Yönerge 1 - Okuma parçasına göre İncil'in dört metni hangi yıllar arasında yazılmıştır?

Okuma parçası -

◇ ◇ ◇ ◇ ◇ ◇ ◇

İncil Nedir? Niçin Dört Ve Yalnız Dört İncil Vardır? İncil Tahrif Edilmiş midir?

İncil Nedir? Niçin Dört Ve Yalnız Dört İncil Vardır? İncil Tahrif Edilmiş midir?

İncil aslında, Mesih İsa'nın getirdiği müjdedir;demek ki bu sözcük M. İsa'nın tüm öğretilerini kapsamaktadır. İncil söz­cüğü kendisi ise Yunanca bir sözcük olup aslında "Müjde" demektir.
 

Ancak İsa'nın kendisi hiç birşey yazmamış ve hiç bir kim­seye hiç bir şey yazdırıp dikte etmemiştir; kasabadan kasaba­ya, köyden köye giderek bu Müjdeyi sözlü olarak bildirmiştir. Kendisini devamlı bir şekilde takip ederek sözlerini dinleyen Havarileriyle şakirtleri O'nun sözlerini az çok ezberlemiş ve sonra, yani Mesih İsa'nın ölümü ve Göklere yükselişinden sonra, onları halka ilân etmişlerdir. Ve daha sonra bu şakirtler­den dördü İsa'nın kısa birer hayat öyküsünü yazarak O'nun sözlerini de bu yazılarında kaydetmişlerdir; bu dört şakirdin isimleri: Matta, Markos, Luka ye Yuhanna'dır; bu sebepten do­layı İsa'nın aslında tek olan İncil'inin dört metni vardır. Bu dört metin M.S. 55-100 seneleri arasında yazılmıştır. Bu dört yazar, bu metinleri yazarken, sadece kendi hafızalarına güvenmemişlerdir; diğer şakirtlere ve M.İsa'yı tanıyıp O'nu din­lemiş olanlara da başvurarak bir nevi araştırma yapmışlardır; bizzat Luka bu gerçeği, İncil'in ilk satırlarında açık bir şekil­de ifade etmiştir (bk. Lk. 1.1-4).
 

Bu dört yazarın her biri şu veya bu noktaya daha çok önem vermiştir ve buna göre şu veya bu olayı daha çok ayrıntılı bir şekilde anlatmış, diğer olayların ise sadece bir özetini yapmış­tır. Örneğin. M. İsa'nın Nasıra'daki havrada konuştuğu zaman, Markos ve Matta sadece "halkı öğretmeye başladı" demekle iktifa ederler, Luka ise bu konuşmanın özetini vermektedir (Mt.13, 54; Mk. 6,2; Lk. 4,16-30). Başka bir yerde aynı Markos, "İsa... uzun uzadıya öğretmeye başladı", diye yazmıştır (Mk. 6, 34) fakat İsa'nın neler söylediğini hiç kaydetmemiştir. Bunun için, bu dört metin birbirinden farklı olabilir, fakat bu farkları sadece ifadeleri, şekillerini ilgilendirir, esas veya öğreti bakı­mından aralarında bir fark yoktur; bilhassa hiç bir çelişki yoktur.

◇ ◇ ◇ ◇ ◇ ◇ ◇

Çalışma verisi -

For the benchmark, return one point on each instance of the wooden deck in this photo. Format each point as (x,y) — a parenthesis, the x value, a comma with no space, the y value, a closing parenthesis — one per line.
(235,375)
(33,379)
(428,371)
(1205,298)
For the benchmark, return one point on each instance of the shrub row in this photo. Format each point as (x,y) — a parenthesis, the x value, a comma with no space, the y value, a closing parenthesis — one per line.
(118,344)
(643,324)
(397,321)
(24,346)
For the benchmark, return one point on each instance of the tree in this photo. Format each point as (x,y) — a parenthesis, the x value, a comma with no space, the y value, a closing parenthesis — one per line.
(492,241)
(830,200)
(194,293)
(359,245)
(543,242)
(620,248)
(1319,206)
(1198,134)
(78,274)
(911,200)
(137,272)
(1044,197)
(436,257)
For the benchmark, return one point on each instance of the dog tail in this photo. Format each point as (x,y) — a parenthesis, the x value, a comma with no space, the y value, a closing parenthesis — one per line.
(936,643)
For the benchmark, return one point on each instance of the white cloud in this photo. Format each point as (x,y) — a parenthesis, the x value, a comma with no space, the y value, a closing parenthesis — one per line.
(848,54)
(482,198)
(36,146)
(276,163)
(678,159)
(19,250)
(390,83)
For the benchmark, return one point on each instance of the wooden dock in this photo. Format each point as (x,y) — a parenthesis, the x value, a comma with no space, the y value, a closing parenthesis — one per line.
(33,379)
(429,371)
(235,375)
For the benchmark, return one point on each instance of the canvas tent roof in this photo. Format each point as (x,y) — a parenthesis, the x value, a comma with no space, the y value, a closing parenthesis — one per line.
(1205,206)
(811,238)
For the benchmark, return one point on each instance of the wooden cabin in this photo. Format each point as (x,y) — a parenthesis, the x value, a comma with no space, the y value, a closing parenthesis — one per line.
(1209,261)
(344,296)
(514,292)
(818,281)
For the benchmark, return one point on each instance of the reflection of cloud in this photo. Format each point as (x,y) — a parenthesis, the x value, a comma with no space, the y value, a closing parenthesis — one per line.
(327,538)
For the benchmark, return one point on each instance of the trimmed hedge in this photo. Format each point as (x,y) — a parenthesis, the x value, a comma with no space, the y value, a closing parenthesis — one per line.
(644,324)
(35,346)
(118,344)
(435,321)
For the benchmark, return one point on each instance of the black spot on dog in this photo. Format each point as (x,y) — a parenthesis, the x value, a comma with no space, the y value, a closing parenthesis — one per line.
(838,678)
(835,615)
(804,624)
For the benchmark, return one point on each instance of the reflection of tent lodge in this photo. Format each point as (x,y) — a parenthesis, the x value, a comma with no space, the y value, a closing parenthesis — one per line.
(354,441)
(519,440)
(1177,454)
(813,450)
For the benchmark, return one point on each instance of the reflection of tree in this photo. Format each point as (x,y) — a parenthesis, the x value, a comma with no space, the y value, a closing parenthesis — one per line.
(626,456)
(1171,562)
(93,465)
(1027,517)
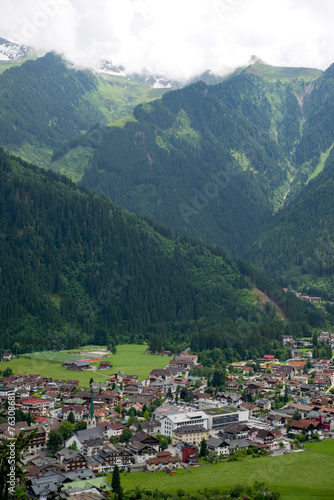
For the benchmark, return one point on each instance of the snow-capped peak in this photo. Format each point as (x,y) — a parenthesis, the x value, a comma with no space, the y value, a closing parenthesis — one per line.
(10,51)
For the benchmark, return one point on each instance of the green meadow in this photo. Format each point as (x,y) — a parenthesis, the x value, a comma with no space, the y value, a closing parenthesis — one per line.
(298,476)
(130,359)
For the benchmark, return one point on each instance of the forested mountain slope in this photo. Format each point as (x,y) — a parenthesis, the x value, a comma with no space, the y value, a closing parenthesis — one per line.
(298,247)
(75,268)
(46,101)
(210,161)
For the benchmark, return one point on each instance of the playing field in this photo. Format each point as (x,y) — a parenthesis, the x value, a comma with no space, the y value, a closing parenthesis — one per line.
(326,447)
(130,359)
(297,476)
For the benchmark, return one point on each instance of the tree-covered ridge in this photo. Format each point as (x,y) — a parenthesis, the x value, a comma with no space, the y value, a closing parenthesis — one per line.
(76,269)
(44,101)
(298,246)
(170,163)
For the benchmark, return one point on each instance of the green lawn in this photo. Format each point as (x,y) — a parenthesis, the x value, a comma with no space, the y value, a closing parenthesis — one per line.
(130,359)
(297,476)
(55,356)
(326,446)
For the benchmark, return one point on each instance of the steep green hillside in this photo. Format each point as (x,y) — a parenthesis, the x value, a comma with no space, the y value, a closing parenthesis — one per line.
(45,102)
(76,269)
(213,162)
(298,247)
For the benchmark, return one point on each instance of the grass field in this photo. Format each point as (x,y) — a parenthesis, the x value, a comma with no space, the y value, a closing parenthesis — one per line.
(130,359)
(326,447)
(297,476)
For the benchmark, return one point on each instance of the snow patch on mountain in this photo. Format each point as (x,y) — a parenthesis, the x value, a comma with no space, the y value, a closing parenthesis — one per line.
(153,81)
(10,51)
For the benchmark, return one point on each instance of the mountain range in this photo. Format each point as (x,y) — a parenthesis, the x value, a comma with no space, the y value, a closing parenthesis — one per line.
(243,163)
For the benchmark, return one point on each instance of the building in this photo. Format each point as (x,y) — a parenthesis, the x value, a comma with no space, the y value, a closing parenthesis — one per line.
(173,421)
(164,460)
(219,418)
(190,434)
(91,421)
(221,446)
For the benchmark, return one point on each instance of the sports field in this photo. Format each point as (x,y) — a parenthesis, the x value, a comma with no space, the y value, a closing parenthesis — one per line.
(326,446)
(130,359)
(298,476)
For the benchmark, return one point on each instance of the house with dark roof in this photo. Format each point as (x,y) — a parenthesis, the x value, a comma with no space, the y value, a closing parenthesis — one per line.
(305,426)
(163,461)
(189,434)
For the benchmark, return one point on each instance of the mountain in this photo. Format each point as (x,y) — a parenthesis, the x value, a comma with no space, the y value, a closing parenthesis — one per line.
(10,51)
(153,81)
(297,247)
(75,268)
(210,161)
(46,101)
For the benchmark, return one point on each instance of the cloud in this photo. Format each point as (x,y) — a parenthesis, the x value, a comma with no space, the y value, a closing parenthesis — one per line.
(178,38)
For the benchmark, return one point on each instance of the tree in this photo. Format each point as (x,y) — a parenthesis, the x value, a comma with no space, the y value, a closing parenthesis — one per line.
(315,340)
(169,394)
(66,430)
(177,392)
(296,415)
(116,483)
(163,443)
(10,461)
(80,426)
(55,440)
(126,435)
(71,417)
(73,446)
(213,455)
(203,450)
(7,372)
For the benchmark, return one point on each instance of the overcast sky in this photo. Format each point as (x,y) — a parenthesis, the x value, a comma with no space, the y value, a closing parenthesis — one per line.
(176,38)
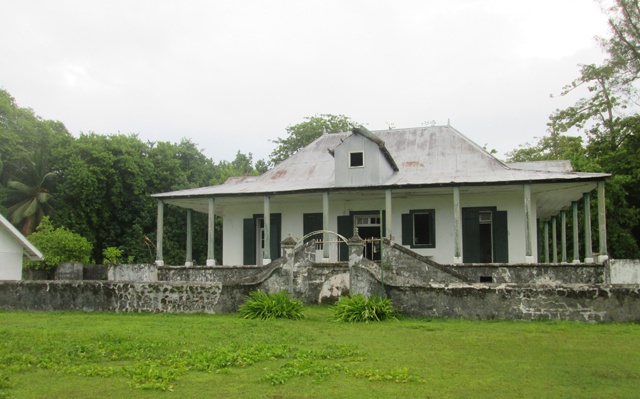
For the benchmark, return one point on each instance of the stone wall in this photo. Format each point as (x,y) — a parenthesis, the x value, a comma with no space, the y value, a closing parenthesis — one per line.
(624,271)
(414,269)
(471,301)
(121,296)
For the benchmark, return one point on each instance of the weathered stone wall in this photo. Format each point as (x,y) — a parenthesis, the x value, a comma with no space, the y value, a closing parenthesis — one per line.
(141,273)
(472,301)
(121,296)
(412,269)
(624,271)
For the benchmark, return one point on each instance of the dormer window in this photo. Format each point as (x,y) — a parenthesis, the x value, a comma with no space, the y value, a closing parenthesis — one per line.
(356,159)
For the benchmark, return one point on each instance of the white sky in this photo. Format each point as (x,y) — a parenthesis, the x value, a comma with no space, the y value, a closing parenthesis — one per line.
(231,75)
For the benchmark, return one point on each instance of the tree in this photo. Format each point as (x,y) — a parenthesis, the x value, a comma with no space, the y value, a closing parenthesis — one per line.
(607,115)
(303,133)
(624,44)
(31,197)
(58,245)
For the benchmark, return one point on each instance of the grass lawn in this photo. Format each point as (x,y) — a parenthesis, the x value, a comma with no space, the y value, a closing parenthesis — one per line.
(106,355)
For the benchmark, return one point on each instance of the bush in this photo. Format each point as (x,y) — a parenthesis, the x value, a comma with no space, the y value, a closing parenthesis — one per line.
(58,246)
(357,308)
(260,305)
(111,256)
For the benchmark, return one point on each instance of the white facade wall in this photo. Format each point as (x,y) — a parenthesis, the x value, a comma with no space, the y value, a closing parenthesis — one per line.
(10,257)
(292,220)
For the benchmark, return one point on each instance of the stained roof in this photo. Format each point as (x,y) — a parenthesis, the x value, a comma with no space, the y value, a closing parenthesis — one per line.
(29,250)
(425,156)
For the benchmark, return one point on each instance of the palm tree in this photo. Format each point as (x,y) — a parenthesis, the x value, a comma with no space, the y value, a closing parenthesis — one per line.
(30,195)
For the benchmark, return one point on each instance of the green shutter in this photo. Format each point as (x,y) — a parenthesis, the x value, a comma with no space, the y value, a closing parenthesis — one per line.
(276,223)
(500,237)
(470,236)
(249,241)
(407,229)
(345,229)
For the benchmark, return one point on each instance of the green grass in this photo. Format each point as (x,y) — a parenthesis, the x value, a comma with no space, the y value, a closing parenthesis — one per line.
(105,355)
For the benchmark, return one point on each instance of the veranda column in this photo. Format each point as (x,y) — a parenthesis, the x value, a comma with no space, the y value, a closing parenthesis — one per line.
(189,258)
(325,226)
(457,229)
(211,259)
(554,240)
(602,223)
(529,225)
(389,214)
(588,251)
(576,238)
(160,232)
(563,222)
(546,240)
(266,252)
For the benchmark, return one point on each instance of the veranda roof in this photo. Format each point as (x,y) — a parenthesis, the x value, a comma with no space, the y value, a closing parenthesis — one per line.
(432,156)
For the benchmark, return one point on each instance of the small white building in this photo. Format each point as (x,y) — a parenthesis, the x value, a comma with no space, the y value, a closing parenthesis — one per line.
(430,189)
(14,247)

◇ ◇ ◇ ◇ ◇ ◇ ◇

Yönerge 2 - Yukarıdaki listede "playing" dizesini içeren her satırı toplayın. Büyük ve küçük harf farkı dikkate alınmalıdır.

Çözüm 1 - M.S. 55-100 yılları arasında.

Çözüm 2 -
For the benchmark, return one point on each instance of the playing field in this photo. Format each point as (x,y) — a parenthesis, the x value, a comma with no space, the y value, a closing parenthesis — one per line.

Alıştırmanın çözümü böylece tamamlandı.